Stated task —
Reproduce word for word the lines that start at the one containing "of the sofa" and end at the one containing "Target: sofa cushion", both of those lines included. Leave the pictures out of your copy.

Records supplied —
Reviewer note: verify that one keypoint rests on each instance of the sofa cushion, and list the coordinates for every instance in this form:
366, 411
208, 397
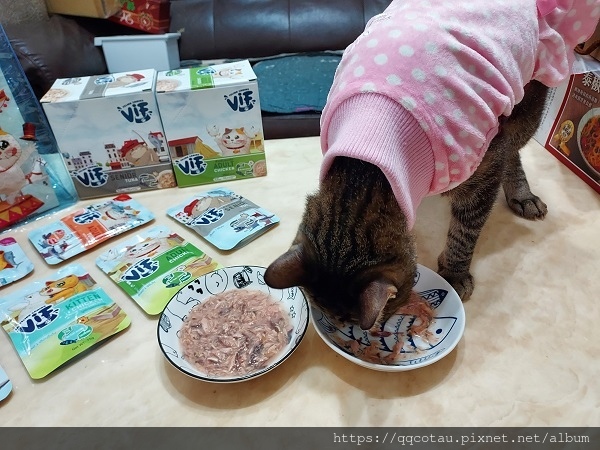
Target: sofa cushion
* * *
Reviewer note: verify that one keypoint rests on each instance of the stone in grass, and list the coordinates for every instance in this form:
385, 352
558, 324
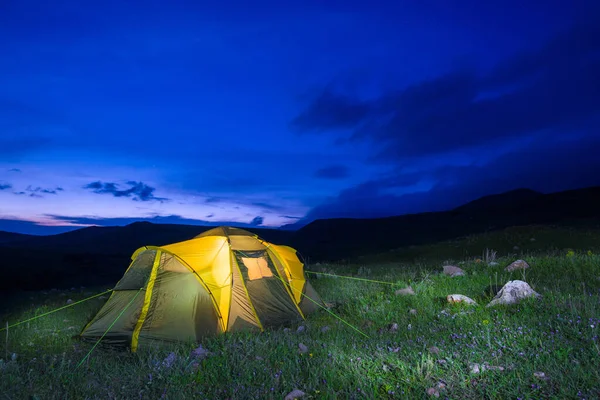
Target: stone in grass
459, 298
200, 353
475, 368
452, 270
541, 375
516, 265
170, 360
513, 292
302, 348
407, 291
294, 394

Output of the exercise —
Reviewer note: verify that one keypoint rests on each instance of the sofa cushion, and list the coordinates for every instance in this form:
366, 411
208, 397
Target: sofa cushion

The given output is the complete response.